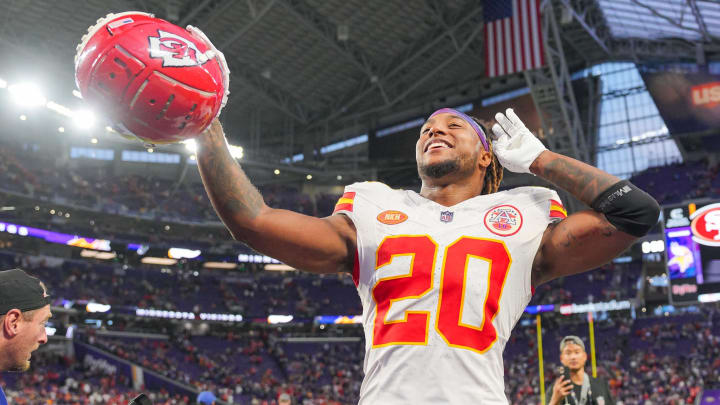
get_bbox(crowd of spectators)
[0,146,338,222]
[83,330,364,405]
[630,161,720,204]
[0,351,195,405]
[0,250,362,318]
[3,305,720,405]
[0,142,720,227]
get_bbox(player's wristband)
[592,180,660,238]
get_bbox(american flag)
[483,0,545,77]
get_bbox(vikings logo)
[148,30,209,67]
[485,205,522,236]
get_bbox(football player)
[197,108,659,405]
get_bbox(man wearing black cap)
[548,335,615,405]
[0,269,52,405]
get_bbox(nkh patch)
[483,205,522,236]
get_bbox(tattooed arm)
[530,151,635,286]
[197,119,356,273]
━━━━━━
Reproduce every line above word for word, leaving out the pictures.

get_bbox(crowd of spectators)
[0,146,338,222]
[83,330,364,405]
[630,161,720,204]
[0,351,195,405]
[0,250,362,318]
[3,305,720,405]
[0,142,720,227]
get_bbox(player's wristband)
[592,180,660,238]
get_bbox(american flag)
[483,0,545,77]
get_bbox(vikings logo)
[148,30,209,67]
[485,205,522,236]
get_bbox(football player)
[197,108,659,405]
get_bbox(man wearing black cap)
[548,335,615,405]
[0,269,52,405]
get_bbox(nkh patch)
[483,205,522,236]
get_bbox(tattooed arm)
[530,151,635,286]
[197,119,356,273]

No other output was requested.